- **Document passage**
A faux lighthouse and massive anchor greet guests outside of Sea Shore Restaurant & Marina, a City Island staple. Known for its king crab legs and killer sunsets, the restaurant has been serving seafood fans since 1920. Sea Shore Restaurant & Marina, 591 City Island Ave between Beach and Cross Sts, Bronx (718-885-0300, seashorerestaurant.com)
Day trippers, take note: You can rent boats, from $70, at Jack’s Bait & Tackle, which has operated on the island since 1945. Jack’s Bait & Tackle, 551 City Island Ave at Cross St, Bronx (718-885-2042, jacksbaitandtackle.com)
The City Island Diner exterior is outfitted with a maroon awning that reads clamdiggers cove, a moniker that describes those born and raised on the island. But mussel-suckers (nonnatives) and clam-diggers alike chow down on comfort food—French toast, omelettes and the like—at this neighborhood joint. City Island Diner, 304 City Island Ave at Fordham St, Bronx (718-885-0362)
The South Minneford Yacht Club stands on the site of the former Minneford Shipyard. South Minneford Yacht Club, 148 City Island Ave at Earley St, Bronx (718-885-3113, southminneford.com)

- **Instructions**
1: In the City Island guide, since what year has Jack’s Bait & Tackle operated on the island?
2: Translate this sentence from the City Island guide into Spanish: "The South Minneford Yacht Club stands on the site of the former Minneford Shipyard."
3: Proceed with the City Island guide from the point at which it stops, keeping the same style of short entries.

- **Data**
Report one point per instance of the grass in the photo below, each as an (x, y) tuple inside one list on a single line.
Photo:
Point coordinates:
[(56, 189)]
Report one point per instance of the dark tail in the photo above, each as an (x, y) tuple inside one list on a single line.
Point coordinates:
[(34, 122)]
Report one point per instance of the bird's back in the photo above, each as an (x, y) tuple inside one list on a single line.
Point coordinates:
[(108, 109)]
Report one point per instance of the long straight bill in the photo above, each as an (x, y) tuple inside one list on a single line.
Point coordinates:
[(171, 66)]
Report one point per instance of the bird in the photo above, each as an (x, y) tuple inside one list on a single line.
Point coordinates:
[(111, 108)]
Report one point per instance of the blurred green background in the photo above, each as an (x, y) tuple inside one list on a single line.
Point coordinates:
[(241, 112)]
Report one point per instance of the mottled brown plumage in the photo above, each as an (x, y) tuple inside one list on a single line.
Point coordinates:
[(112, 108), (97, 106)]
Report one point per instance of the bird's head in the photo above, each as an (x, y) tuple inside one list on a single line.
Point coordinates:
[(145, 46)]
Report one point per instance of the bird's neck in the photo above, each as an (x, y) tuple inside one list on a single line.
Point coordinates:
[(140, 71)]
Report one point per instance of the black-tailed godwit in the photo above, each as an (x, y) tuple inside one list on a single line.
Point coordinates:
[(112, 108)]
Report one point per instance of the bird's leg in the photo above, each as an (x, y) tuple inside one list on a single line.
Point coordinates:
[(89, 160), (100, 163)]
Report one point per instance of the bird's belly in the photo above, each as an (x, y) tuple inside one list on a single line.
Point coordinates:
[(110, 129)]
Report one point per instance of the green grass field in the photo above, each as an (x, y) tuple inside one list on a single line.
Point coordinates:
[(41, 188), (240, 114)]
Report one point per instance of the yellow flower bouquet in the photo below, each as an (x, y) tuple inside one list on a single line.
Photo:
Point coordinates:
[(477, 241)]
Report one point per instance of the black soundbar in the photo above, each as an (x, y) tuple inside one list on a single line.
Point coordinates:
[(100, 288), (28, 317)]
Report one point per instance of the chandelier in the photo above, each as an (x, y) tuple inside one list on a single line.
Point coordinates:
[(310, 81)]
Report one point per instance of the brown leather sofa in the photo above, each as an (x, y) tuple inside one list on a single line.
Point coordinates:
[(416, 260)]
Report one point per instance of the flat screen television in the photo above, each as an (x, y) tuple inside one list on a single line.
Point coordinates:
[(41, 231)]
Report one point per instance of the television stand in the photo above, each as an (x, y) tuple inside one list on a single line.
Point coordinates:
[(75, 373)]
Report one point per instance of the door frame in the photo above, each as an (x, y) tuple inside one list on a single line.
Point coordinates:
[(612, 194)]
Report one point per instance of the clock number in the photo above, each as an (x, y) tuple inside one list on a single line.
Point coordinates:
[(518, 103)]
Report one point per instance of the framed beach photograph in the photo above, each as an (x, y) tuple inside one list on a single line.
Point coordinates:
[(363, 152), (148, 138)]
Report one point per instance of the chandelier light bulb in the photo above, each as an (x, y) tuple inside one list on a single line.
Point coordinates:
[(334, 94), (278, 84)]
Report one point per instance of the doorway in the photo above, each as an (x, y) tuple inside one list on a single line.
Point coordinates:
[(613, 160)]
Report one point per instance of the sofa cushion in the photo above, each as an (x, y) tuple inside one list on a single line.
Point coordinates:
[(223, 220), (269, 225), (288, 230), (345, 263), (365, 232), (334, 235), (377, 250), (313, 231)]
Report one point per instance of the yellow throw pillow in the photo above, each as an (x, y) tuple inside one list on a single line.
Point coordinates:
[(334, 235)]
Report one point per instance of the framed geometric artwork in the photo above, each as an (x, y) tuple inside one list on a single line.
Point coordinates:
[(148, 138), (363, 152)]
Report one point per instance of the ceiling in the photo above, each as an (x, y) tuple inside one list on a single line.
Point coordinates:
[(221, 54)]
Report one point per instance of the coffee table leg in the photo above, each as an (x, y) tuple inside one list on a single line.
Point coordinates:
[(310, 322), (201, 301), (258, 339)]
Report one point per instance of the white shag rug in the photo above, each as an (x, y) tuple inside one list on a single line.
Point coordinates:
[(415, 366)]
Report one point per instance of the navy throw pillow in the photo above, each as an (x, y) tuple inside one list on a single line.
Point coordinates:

- **Final results**
1: Since 1945.

2: El South Minneford Yacht Club se encuentra en el sitio del antiguo astillero Minneford.

3:
The Minneford Shipyard was founded in 1926 and churned out yachts, America’s Cup boats and minesweepers until it closed in 1980. It has operated as a marina since 1985. South Minneford Yacht Club, 148 City Island Ave at Earley St, Bronx (718-885-3113, southminneford.com)
Boats docked at the South Minneford Yacht Club, which now operates as a private cooperative marina. South Minneford Yacht Club, 148 City Island Ave at Earley St, Bronx (718-885-3113, southminneford.com)
Jo-Jo Mandarino, owner of City Island Lobster House, started his career 38 years ago as a bus boy at Sammy’s Fish Box. “You’d be surprised how many people don’t know about City Island,” he says. Luckily for him, the oversized lobster next to the restaurant’s sign is difficult to miss. City Island Lobster House, 691 Bridge St at Minnieford Ave, Bronx (718-885-1459, cilobsterhouse.com)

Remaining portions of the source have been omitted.